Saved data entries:
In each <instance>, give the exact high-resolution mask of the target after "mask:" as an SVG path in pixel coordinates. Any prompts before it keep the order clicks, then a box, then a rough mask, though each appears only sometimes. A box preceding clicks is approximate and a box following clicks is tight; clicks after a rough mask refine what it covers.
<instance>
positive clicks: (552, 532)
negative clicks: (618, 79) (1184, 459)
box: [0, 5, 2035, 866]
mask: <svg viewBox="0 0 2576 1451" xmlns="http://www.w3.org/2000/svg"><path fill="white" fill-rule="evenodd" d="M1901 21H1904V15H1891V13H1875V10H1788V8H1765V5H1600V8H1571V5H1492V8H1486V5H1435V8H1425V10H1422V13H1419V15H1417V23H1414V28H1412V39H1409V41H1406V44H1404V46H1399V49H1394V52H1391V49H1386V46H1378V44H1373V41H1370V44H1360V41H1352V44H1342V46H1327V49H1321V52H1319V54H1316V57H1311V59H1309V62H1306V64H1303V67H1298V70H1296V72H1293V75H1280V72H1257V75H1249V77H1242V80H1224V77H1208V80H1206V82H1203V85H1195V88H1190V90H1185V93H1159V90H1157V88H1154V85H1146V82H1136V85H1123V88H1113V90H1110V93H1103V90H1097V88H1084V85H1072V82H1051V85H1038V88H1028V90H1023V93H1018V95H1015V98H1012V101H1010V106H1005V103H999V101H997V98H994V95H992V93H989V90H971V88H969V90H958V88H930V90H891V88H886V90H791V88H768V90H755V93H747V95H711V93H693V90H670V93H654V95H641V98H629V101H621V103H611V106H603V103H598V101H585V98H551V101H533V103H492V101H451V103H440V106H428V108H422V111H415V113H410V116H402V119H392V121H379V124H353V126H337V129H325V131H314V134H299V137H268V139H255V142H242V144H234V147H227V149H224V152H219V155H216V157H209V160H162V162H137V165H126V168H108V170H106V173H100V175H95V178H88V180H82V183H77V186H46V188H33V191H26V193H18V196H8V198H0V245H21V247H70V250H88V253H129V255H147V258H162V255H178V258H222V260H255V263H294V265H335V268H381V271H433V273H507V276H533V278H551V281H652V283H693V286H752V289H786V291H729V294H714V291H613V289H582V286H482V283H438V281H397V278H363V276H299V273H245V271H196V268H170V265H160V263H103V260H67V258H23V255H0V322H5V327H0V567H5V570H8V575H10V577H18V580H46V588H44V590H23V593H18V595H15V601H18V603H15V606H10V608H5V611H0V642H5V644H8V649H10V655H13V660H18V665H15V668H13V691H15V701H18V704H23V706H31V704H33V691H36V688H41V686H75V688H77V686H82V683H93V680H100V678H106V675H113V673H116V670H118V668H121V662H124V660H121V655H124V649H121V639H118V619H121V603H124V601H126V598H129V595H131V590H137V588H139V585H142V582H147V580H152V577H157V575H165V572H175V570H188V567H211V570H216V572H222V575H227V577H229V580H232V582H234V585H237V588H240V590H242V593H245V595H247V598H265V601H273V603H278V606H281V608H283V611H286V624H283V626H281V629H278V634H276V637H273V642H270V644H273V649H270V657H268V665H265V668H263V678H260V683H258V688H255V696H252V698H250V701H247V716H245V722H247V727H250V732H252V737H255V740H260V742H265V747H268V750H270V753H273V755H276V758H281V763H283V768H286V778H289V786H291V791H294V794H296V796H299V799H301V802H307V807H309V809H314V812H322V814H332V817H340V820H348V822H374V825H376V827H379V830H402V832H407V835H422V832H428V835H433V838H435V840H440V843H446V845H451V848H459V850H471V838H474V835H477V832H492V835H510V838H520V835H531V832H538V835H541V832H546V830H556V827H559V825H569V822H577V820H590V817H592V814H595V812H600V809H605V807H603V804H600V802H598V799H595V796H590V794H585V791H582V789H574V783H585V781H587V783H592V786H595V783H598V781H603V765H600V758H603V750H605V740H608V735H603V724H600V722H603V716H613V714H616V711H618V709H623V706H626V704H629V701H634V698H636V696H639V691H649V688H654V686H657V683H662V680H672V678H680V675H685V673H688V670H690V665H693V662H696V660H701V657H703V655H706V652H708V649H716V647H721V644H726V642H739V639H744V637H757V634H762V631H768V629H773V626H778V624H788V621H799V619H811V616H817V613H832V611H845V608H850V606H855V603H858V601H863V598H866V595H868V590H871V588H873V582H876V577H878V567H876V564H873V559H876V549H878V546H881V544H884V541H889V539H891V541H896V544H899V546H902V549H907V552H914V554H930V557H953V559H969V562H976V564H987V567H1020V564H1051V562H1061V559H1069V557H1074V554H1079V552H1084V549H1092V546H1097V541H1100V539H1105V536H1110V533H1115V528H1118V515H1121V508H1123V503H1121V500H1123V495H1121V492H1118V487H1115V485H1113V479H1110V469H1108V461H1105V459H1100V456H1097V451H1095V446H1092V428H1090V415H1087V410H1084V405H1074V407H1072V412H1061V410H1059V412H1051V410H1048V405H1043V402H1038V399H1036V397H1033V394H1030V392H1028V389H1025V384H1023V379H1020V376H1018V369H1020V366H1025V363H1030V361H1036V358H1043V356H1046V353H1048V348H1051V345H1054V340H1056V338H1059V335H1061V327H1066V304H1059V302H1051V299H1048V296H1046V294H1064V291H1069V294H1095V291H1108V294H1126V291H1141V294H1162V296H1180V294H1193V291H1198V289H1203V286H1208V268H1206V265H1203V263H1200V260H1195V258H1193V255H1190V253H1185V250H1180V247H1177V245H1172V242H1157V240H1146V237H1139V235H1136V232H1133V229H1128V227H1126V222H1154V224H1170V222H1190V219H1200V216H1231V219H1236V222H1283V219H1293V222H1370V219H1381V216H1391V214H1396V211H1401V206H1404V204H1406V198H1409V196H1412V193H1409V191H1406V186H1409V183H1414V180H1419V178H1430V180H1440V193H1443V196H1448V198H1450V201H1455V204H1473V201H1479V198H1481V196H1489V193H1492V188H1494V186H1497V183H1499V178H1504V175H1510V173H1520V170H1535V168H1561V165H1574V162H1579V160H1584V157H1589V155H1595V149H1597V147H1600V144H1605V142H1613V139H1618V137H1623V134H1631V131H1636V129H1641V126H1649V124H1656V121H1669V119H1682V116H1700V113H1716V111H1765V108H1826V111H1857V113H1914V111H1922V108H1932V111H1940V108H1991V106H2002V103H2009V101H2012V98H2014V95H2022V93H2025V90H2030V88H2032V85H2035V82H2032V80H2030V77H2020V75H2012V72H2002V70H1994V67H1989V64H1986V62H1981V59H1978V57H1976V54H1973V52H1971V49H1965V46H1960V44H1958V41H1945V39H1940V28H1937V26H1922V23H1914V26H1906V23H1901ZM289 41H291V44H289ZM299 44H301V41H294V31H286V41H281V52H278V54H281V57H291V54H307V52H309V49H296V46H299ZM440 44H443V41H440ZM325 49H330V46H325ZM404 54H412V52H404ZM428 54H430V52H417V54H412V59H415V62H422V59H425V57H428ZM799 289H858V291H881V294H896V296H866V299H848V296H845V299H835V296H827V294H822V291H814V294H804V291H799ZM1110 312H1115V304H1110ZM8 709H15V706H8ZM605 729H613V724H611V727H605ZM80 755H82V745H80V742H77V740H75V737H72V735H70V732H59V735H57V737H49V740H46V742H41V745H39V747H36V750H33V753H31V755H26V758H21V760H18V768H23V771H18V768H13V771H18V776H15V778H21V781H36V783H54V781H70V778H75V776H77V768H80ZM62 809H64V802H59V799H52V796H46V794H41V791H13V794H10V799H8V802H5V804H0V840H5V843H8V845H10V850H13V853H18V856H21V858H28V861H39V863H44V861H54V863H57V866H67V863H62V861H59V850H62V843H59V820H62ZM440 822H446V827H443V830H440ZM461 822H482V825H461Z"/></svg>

Required action>
Lines after the one containing "negative clicks: (618, 79) (1184, 459)" are not part of the task. Output the entries exactly from their first line through that one.

Exercise result>
In each <instance>, give the exact high-resolution mask of the target after "mask:" as an SVG path in pixel coordinates. Any prompts before it keep the order clicks, then a box, then a rough mask, though each appears only sometimes. A box preceding clicks is approximate and a box following clicks is tight; clicks after a rough mask refine what it covers.
<instance>
positive clicks: (552, 532)
negative clicks: (618, 79) (1184, 459)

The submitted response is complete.